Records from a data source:
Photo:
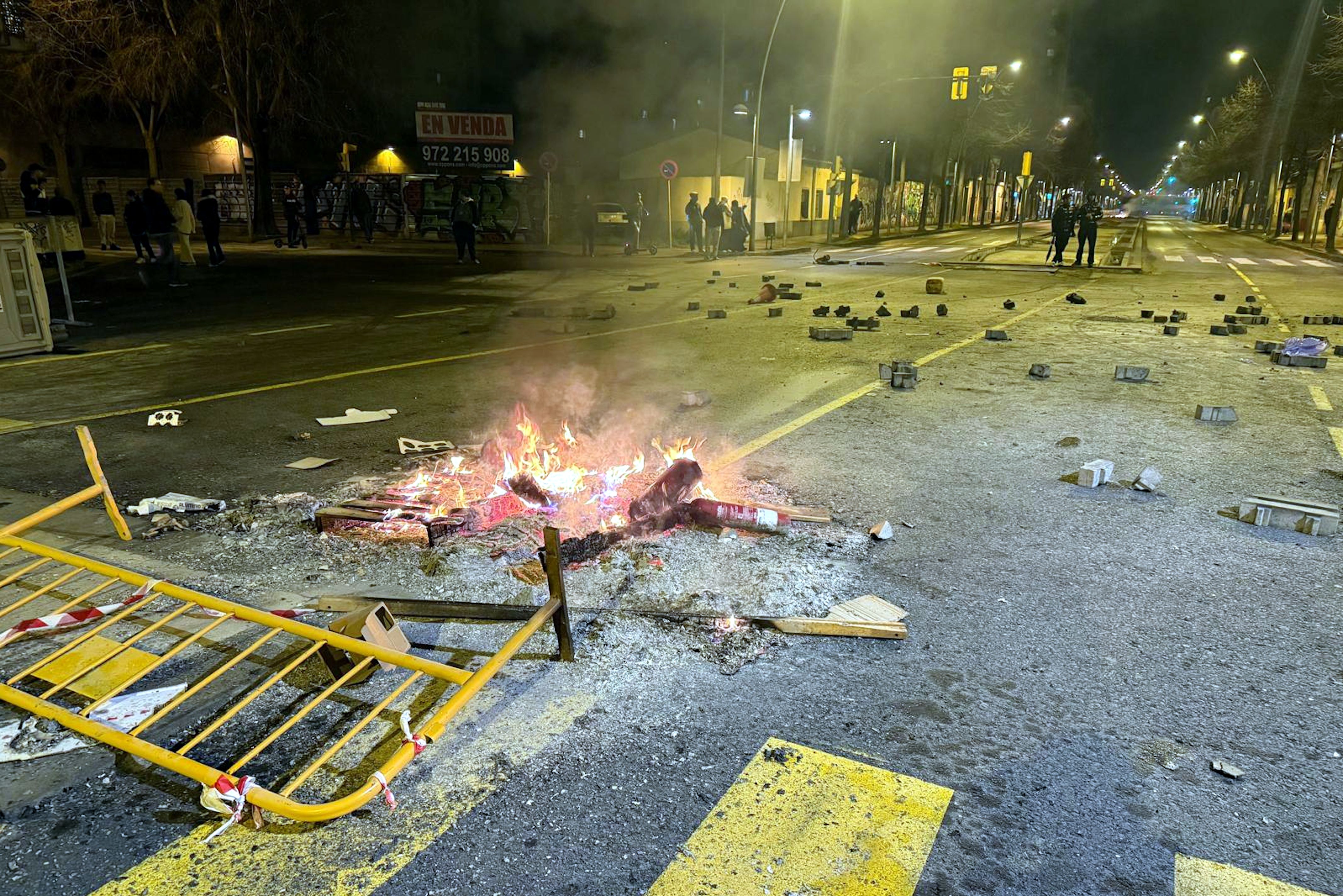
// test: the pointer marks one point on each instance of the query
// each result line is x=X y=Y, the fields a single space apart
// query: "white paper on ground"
x=355 y=416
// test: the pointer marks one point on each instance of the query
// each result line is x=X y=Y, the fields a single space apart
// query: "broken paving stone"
x=1147 y=480
x=1215 y=413
x=1097 y=473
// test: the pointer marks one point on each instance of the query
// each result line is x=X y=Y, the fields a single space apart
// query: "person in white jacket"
x=186 y=225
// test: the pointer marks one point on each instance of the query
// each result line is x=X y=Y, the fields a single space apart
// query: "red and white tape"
x=75 y=617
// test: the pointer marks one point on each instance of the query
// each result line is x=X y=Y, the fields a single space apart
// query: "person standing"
x=467 y=218
x=185 y=225
x=107 y=214
x=588 y=226
x=160 y=226
x=136 y=226
x=207 y=213
x=1062 y=228
x=695 y=222
x=1088 y=225
x=712 y=229
x=293 y=218
x=362 y=207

=== About this task ===
Give the data again exactly as it appears, but without any images.

=== Solution ===
Photo:
// test: the pointer marks one point on each instance of the query
// each result line is x=X y=Y, the fields a single space apart
// query: "white paper on ground"
x=355 y=416
// test: the pointer marks one point on each instance of the query
// each result line is x=X y=Y, the fields a single space apart
// query: "broken paving stone"
x=1147 y=480
x=1215 y=413
x=1097 y=473
// test: the pointer marks one point on each instance of the query
// each result line is x=X y=Y, the fields a single space apart
// query: "person in white jacket"
x=186 y=225
// test: the pointer marks one point on each instance of the query
// each result line is x=X y=Y, the fields a single space apart
// query: "red and white tape"
x=75 y=617
// test: the pointer marks one point on each instance of the query
// each result line is x=X y=Y, the fields a single space apart
// query: "person standing"
x=467 y=218
x=185 y=225
x=107 y=214
x=588 y=226
x=160 y=226
x=136 y=226
x=207 y=213
x=1062 y=228
x=695 y=222
x=1088 y=225
x=712 y=229
x=293 y=218
x=362 y=207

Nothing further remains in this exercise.